Source text:
A retrospective study compared 22,517 control MHD patients with 1679 MHD patients who received IDPN. In the 1679 patients who received IDPN, the composition of IDPN was not identical. There was a significant decline in the odds ratio of death at 1 year in those patients with serum albumin levels of ≤ 3.3 g/dL treated with IDPN after correction for case mix and predialysis serum creatinine levels compared to patients who had comparable serum albumin levels who did not receive IDPN therapy. In patients treated with IDPN who had serum albumin levels of ≥ 3.5 g/dL at 1 year, the mortality was higher. In the MHD patients who had a predialysis serum creatinine level of 8.0 mg/dL or lower, the survival effect of IDPN was higher.
Hiroshige et al., in a nonrandomized study, published the results of IDPN therapy in 10 MHD patients. The control group included 18 MHD patients who refused IDPN therapy and were given dietary counseling. The treated group received IDPN for 12 months and consisted of 200 mL of 50% glucose, 200 mL of 20% lipid emulsion, and 200 mL of 7.1% essential amino acids per dialysis session. The baseline nutritional measures between the two groups did not differ significantly. In the treated group, during the IDPN therapy, there was a significant rise in serum albumin and transferrin, triceps skinfold thickness, body weight, and mid-arm muscle circumference. The control group patients showed measurable and significant differences in these parameters. A reduction in plasma essential amino acids was seen in the control group over the duration of the study.
Dezfuli et al., in a prospective cohort of 196 MHD patients with reduced serum albumin levels, examined the predictors of response to IDPN in a multivariate logistic regression model ( Figs. 35.2 and 35.3 ). Patients with severe hypoalbuminemia, defined as a baseline serum albumin level of less than 3.0 g/dL, totaled 134. The average ± SD period of IDPN therapy was 5.8 ± 2.4 months. The baseline level of serum albumin was lower in MHD patients who responded to IDPN (mean ± SD, 2.68 ± 0.47 g/dL). A multivariate logistic regression analysis adjusted the associations for age, gender, diabetes, and IDPN time. The presence of severe hypoalbuminemia (serum albumin, 3.0 g/dL) at baseline was associated with a 2.5 times higher chance of responding to IDPN (95% confidence interval, 1.3 to 4.9; p = 0.006). The same severe hypoalbuminemia was associated with a 3.5 times increased likelihood of serum albumin correction by at least 0.5 g/dL (95% confidence interval, 1.8 to 6.8; p = 0.001). The authors concluded that the degree of response to IDPN correlated with the severity of hypoalbuminemia.

Exercise directions: Please copy the part of the IDPN study summary that runs from "Hiroshige et al., in" to "of the study.", word for word.

Study material:

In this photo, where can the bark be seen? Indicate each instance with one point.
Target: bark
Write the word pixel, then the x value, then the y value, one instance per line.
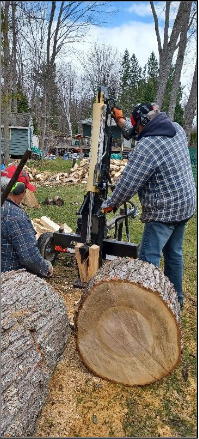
pixel 35 330
pixel 179 62
pixel 6 98
pixel 191 106
pixel 166 51
pixel 128 323
pixel 14 57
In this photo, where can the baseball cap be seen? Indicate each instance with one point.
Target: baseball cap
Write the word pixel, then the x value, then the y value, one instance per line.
pixel 23 177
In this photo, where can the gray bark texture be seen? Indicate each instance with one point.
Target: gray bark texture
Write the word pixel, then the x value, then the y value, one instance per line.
pixel 179 62
pixel 140 273
pixel 191 105
pixel 35 330
pixel 167 49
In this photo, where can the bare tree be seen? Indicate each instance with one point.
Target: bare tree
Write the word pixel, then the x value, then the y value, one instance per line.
pixel 170 44
pixel 191 105
pixel 179 61
pixel 101 67
pixel 72 20
pixel 7 83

Response area:
Hiroshige et al., in a nonrandomized study, published the results of IDPN therapy in 10 MHD patients. The control group included 18 MHD patients who refused IDPN therapy and were given dietary counseling. The treated group received IDPN for 12 months and consisted of 200 mL of 50% glucose, 200 mL of 20% lipid emulsion, and 200 mL of 7.1% essential amino acids per dialysis session. The baseline nutritional measures between the two groups did not differ significantly. In the treated group, during the IDPN therapy, there was a significant rise in serum albumin and transferrin, triceps skinfold thickness, body weight, and mid-arm muscle circumference. The control group patients showed measurable and significant differences in these parameters. A reduction in plasma essential amino acids was seen in the control group over the duration of the study.